◆ Short task ◆
Print out every line, exactly as written.

Pointing records:
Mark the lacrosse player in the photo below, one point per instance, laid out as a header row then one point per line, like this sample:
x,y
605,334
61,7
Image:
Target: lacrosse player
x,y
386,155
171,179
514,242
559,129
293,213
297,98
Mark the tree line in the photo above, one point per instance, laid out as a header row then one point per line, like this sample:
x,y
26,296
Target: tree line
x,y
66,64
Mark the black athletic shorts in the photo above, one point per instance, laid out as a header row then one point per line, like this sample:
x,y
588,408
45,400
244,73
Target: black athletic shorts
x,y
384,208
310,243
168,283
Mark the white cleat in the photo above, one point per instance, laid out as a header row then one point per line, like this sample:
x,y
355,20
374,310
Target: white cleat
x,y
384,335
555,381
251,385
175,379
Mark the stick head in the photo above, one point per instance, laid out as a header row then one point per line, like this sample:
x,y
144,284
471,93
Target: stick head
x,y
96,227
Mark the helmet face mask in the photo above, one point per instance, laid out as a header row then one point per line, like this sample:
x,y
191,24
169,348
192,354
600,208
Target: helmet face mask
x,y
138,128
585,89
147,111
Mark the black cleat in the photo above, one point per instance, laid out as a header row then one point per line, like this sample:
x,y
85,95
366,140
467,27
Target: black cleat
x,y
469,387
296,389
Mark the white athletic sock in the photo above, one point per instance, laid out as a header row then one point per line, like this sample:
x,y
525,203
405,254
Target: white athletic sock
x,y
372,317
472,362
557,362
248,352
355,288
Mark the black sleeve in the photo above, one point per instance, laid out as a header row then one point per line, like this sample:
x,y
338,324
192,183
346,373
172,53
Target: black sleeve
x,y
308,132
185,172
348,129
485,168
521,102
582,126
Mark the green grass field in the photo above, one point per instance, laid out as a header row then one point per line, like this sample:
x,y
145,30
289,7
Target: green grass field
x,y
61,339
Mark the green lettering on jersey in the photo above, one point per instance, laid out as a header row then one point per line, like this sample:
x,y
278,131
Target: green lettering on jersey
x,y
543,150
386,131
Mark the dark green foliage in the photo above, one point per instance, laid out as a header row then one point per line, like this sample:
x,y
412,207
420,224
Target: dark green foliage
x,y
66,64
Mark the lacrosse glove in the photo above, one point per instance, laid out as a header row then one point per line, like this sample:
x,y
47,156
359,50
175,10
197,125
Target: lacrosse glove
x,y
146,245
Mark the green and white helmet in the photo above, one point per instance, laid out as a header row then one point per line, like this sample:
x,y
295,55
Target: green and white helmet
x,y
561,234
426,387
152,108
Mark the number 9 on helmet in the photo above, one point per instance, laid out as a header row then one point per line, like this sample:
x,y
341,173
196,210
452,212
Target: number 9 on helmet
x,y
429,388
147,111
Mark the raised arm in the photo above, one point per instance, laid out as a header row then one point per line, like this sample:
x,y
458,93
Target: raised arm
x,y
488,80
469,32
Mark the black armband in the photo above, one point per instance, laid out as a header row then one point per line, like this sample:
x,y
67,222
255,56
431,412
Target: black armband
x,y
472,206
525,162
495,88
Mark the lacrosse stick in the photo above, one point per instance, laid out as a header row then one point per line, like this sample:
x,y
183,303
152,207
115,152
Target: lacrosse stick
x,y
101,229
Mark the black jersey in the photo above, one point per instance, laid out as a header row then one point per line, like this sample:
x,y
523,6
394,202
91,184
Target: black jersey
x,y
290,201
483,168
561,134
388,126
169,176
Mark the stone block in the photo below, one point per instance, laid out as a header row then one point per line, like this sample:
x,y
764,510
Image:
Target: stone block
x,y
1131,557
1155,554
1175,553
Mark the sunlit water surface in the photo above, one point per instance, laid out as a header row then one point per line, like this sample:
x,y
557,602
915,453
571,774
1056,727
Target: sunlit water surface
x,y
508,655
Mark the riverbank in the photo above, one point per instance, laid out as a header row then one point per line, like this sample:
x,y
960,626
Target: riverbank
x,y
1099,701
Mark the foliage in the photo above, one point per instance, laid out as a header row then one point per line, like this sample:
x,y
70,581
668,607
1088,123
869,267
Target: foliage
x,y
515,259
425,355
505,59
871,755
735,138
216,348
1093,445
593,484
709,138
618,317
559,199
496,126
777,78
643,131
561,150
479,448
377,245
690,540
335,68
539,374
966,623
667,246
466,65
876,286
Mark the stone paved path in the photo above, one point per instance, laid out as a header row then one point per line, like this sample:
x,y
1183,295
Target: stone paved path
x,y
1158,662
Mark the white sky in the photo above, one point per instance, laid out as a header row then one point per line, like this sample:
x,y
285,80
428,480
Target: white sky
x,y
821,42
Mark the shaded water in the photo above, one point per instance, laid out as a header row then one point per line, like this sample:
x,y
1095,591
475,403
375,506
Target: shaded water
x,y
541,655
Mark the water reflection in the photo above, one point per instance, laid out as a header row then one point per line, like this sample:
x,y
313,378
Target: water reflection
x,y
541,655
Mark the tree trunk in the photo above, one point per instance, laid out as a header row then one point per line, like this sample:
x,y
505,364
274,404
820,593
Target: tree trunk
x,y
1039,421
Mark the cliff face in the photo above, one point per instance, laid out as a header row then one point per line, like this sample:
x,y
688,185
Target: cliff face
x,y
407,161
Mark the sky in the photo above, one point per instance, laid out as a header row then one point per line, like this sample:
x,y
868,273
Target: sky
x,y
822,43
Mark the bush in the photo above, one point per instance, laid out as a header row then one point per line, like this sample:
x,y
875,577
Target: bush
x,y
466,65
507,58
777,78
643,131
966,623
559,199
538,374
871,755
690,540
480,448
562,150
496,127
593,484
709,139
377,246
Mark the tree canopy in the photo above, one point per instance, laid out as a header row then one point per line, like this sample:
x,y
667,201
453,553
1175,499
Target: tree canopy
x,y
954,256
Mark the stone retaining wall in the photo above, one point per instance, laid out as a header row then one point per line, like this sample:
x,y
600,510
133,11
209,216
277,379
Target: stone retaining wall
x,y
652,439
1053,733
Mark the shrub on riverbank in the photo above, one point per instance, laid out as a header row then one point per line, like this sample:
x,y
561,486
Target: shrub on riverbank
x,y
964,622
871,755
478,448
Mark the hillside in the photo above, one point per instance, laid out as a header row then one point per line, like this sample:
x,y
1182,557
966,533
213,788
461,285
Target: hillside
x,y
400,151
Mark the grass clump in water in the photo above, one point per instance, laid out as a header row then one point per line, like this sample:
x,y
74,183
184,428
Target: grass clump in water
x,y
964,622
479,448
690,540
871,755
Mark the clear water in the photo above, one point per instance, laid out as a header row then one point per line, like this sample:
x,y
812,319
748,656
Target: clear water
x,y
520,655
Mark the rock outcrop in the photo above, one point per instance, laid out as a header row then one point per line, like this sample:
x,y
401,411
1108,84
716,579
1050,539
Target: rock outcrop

◆ Task answer ◆
Mark the lacrosse player in the photo below, one point per instance, laid out as a header row then one point per line, like this sample:
x,y
605,334
61,7
Image:
Target: lacrosse player
x,y
386,155
171,179
514,242
559,129
293,213
297,98
Mark the tree line in the photo above, one point per instance, laid out as a header row then one point per line, like this sample:
x,y
26,296
Target: tree line
x,y
66,64
Mark the black athletic shorts in the photo above, one point per instance, laid out as a header row then one point per line, like this sample:
x,y
588,408
45,400
244,73
Target: black athletic shorts
x,y
384,208
310,243
168,283
Mark the white cleat in the photo above, one point per instance, laid out as a header row then one point per line, like this sample:
x,y
355,20
374,310
Target: white cleat
x,y
384,335
555,381
251,385
175,379
Mark the stick head in the photo above, one point per instance, laid out as a header row then one point per line, like this sample:
x,y
144,284
471,93
Target: stick head
x,y
96,227
Mark the helmet face mask in the photo above, one point per instance, laid out as a header row then one point per line, like this sample:
x,y
191,24
169,348
192,354
600,208
Target: helmet face mask
x,y
138,128
585,89
147,111
Mark the black cleat in the photo above, one point per instance, laid out as a header row then one point per line, like this sample:
x,y
85,95
366,140
467,27
Target: black cleat
x,y
469,387
296,389
Mark the white athletic sock in the photo above, one point per instance, laid out as a header row then one point per line, like this sample:
x,y
525,203
405,254
Target: white athletic sock
x,y
372,317
472,362
557,362
248,352
355,288
Mark the black sleeve in the photo above, one point per instance, laid out as a header row then one point per line, like this sample:
x,y
338,324
192,183
346,373
172,53
Target: black sleeve
x,y
308,132
185,172
348,129
485,168
521,102
582,126
Mark the green grass field in the photo above, one point per instance, laid out as a header row then one point per line, like this sample:
x,y
145,30
289,7
Target: green grass field
x,y
61,339
Mark the green lettering on jersey in the photo above, one point per instance, laid out as a header row then one point per line, like this sample:
x,y
278,131
Target: green lettering on jersey
x,y
543,150
386,131
Mark the dark green foliage in the photo above, one point per instance, laid out as a header row then one point per line, like this sample:
x,y
412,207
420,224
Target: dark green foliage
x,y
66,64
Mark the lacrosse glove in the photo above, one point per instance, laid out as a header row then one point per line, like this sample:
x,y
47,156
359,50
175,10
197,125
Target: lacrosse glove
x,y
146,245
Mark the green and white helmet in the photo above, one point per instance, laid out as a header row then one point per line, like this sample:
x,y
295,55
Target: green and white helmet
x,y
561,234
426,387
152,108
Mark the number 9 on helmet in the photo above, one point per instance, laid out as a header row then one point per line, like this sample:
x,y
341,173
196,210
452,212
Target: number 9 on helmet
x,y
429,388
147,111
Mark the raised arm in the photo above, one point per instance, laid out as a header row then one point per line, like this sample:
x,y
458,93
Target: raised arm
x,y
488,80
469,32
Mark the black armband in the photo above, one point per instance, laid out as a header row then one point per line, like this sample:
x,y
67,222
255,56
431,412
Target: black armband
x,y
472,206
525,162
495,88
Mark the lacrosse stick in the photo above, one point per instance, laid out as a header row then one point per line, like this sample:
x,y
183,303
152,207
115,152
Target: lacrosse stick
x,y
101,229
Mark the black jersey in the photo above, one point per instance, laid out as a header row then one point per line, like this sample:
x,y
523,6
394,202
91,184
Target: black jersey
x,y
290,201
483,168
561,134
388,126
169,176
Mark the stone block in the photo below, one point per instance, laid out as a header row then one point per line, like this sample:
x,y
764,510
Image:
Target: stone block
x,y
1131,557
1155,554
1175,553
Mark the sunlit water surface in the photo above, one point per instance, laid out as a header row then one point per line, like this sample:
x,y
557,602
915,453
571,774
1056,727
Target: sunlit water surface
x,y
508,655
Mark the riverbank in the photo above, one point per instance, laid out as a header row then one point per line, like this sample:
x,y
960,626
Target: riverbank
x,y
1099,701
Mark the foliage in the photo above, one point per instance, laid out as a header row then one point per line, like this sample:
x,y
70,581
668,607
1088,123
869,267
Target: foliage
x,y
515,259
425,355
505,59
871,755
735,138
216,348
1093,445
593,484
709,138
618,317
559,199
496,126
777,78
643,131
561,150
479,448
377,245
690,540
335,68
539,374
966,623
667,246
466,65
876,286
Mark the stone paved path in the photo above, one point per instance, laid out as a header row then one point per line, like this sample:
x,y
1183,295
Target: stone paved path
x,y
1158,662
Mark the white sky in the photo above, one point per instance, laid out as a header row then one point per line, like this sample:
x,y
285,80
428,480
Target: white sky
x,y
821,42
Mark the shaded water in the photo above, one point per instance, laid out as a header row then one point per line, like this sample:
x,y
1095,591
475,403
375,506
Target: shaded water
x,y
541,655
Mark the water reflection in the photo above, one point per instance, laid out as a header row then one point per line, like this sample:
x,y
313,378
Target: water reflection
x,y
541,655
Mark the tree trunk in the photo above, one point per instance, laid out as a header row then one point per line, like this sample:
x,y
505,364
274,404
820,593
Target: tree trunk
x,y
1039,421
Mark the cliff face in the photo above, one point per instance, laid out as a header row then one point per line, like this sample:
x,y
688,185
Target: cliff face
x,y
407,161
Mark the sky in the photo above, one point per instance, laid out as a header row then one point per line, like this sample:
x,y
868,273
Target: sky
x,y
822,43
Mark the bush in the photo above, one point per instance, laid out as a header row then one point per line, like this sample:
x,y
875,577
Target: bush
x,y
466,65
507,58
777,78
643,131
966,623
559,199
538,374
871,755
690,540
480,448
562,150
496,127
593,484
709,139
377,246
Mark the tree canopy in the photo above, one point per instance, laid out as a header row then one point per line, like this sample:
x,y
667,201
453,553
1175,499
Target: tree canopy
x,y
954,256
Mark the stone retaining wall in the photo above, one point per instance, laid out as a header row then one point per line, like this sample:
x,y
600,510
133,11
209,216
277,379
Target: stone retaining wall
x,y
652,439
1053,733
Mark the shrub on riverbank in the photo above, one point per instance, laid out as a header row then one point per line, like this sample:
x,y
561,486
Target: shrub on riverbank
x,y
964,622
871,755
478,448
Mark the hillside in the photo above, one point per instance, laid out as a header row then one point per line, like this sample:
x,y
1182,557
966,533
213,788
461,285
Target: hillside
x,y
400,151
Mark the grass clump in water in the photo above, one point per instance, laid out as a header row then one point per line, like this sample:
x,y
74,183
184,428
Target: grass clump in water
x,y
964,622
479,448
690,540
871,755
Mark the clear water in the photo above, one point per instance, laid out as a header row then one point per line, like this sample:
x,y
812,319
748,656
Target: clear water
x,y
520,655
Mark the rock outcrop in the photo above, one point per instance, laid out as a header row then one point per line, like this sample:
x,y
401,411
1108,84
716,579
1050,539
Target: rock outcrop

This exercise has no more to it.